[[ Task inputs open ]]

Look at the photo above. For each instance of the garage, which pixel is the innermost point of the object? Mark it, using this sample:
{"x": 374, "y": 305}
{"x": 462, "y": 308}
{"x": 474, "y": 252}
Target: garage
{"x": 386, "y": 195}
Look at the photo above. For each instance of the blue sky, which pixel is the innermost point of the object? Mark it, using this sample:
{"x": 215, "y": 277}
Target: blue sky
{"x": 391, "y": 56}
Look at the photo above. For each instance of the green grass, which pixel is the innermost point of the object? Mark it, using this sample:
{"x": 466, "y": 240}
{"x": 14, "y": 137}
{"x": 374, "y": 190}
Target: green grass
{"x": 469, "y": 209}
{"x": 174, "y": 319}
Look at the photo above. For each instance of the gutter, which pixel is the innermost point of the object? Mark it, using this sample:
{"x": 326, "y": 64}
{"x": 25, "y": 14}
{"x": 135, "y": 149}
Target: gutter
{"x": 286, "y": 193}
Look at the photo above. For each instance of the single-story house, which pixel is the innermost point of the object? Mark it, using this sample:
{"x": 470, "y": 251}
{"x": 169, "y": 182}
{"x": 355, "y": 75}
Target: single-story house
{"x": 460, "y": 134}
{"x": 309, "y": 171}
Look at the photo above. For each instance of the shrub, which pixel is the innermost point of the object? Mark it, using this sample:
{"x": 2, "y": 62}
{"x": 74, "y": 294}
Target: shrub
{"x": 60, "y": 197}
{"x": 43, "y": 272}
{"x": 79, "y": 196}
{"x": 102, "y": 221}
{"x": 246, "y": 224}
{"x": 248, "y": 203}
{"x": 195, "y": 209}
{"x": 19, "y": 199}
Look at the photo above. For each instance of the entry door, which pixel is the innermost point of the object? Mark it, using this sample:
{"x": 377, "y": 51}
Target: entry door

[[ Task inputs closed ]]

▸ **Brief**
Return only the count of lines in the records that hold the word "entry".

▸ **Written answer**
2